[Dataset entries]
-------
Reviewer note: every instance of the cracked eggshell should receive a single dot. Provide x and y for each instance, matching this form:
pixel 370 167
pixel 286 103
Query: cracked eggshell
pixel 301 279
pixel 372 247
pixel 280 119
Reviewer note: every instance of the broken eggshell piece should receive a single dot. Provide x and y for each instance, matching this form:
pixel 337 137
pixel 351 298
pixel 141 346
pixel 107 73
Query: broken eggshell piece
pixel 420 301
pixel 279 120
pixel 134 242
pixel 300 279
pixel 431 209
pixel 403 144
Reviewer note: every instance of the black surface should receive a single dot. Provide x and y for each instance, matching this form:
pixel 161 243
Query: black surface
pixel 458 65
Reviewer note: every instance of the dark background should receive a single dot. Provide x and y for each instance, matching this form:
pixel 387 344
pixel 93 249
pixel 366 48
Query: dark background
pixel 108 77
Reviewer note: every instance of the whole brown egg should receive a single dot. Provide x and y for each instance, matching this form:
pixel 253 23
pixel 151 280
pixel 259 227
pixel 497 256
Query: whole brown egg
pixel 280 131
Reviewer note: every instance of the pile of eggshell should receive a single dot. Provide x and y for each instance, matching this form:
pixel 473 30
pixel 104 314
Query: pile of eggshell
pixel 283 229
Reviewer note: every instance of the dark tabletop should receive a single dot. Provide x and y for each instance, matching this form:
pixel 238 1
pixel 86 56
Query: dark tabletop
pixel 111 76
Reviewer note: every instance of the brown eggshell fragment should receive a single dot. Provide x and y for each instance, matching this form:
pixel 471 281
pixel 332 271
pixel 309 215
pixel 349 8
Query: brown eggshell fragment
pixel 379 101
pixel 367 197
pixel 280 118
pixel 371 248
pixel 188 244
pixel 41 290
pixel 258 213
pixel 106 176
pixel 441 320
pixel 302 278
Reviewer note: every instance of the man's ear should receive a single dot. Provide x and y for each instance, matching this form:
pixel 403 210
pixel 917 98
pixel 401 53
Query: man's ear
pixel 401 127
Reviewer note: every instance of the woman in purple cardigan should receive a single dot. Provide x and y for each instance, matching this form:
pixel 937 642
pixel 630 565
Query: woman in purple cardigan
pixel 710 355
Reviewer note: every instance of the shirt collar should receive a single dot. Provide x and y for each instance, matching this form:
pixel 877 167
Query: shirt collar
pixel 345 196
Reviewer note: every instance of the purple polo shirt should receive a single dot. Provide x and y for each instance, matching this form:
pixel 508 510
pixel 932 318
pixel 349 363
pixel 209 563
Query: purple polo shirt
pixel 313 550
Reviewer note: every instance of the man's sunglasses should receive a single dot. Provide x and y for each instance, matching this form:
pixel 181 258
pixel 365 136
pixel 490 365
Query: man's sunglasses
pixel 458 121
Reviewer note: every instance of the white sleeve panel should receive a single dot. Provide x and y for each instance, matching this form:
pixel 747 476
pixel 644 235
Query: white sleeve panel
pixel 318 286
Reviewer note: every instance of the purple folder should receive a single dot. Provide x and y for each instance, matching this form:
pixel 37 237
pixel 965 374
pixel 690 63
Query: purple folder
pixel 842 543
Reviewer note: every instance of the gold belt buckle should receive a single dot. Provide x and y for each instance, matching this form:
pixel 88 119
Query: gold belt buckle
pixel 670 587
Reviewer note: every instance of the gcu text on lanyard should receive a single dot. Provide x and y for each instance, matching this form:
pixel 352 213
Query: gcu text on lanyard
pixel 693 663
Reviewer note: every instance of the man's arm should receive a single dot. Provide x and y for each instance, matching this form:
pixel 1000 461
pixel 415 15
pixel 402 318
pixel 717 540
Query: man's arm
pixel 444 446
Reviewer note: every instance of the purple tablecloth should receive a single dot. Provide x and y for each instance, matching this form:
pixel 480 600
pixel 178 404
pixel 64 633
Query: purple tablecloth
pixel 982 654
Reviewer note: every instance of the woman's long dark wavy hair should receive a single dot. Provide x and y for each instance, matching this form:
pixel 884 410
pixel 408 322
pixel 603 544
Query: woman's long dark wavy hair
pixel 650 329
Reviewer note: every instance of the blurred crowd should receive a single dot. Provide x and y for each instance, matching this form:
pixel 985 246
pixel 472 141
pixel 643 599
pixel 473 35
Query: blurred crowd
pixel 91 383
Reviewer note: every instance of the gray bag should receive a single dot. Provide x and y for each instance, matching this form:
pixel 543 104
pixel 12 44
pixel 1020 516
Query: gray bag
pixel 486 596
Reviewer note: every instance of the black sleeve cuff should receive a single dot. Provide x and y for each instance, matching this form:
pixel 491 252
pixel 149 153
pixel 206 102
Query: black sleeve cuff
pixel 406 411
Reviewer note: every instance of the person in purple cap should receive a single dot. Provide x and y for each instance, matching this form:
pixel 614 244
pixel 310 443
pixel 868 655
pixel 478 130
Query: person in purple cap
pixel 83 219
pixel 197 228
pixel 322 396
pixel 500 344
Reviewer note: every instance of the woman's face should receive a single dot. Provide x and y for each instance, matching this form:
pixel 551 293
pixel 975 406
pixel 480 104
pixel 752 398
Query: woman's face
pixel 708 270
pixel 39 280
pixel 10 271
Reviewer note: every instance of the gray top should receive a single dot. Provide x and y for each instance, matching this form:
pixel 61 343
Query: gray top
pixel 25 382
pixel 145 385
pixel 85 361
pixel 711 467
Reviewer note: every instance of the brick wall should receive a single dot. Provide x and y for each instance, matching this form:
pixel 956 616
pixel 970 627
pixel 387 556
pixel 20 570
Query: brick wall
-------
**Task goal:**
Search the data above for the word "wall", then gather each line in which it appears.

**Your solution:**
Reviewer note: every instance of the brick wall should receive a single dot. Provide x and y for each instance, matching this form:
Query: brick wall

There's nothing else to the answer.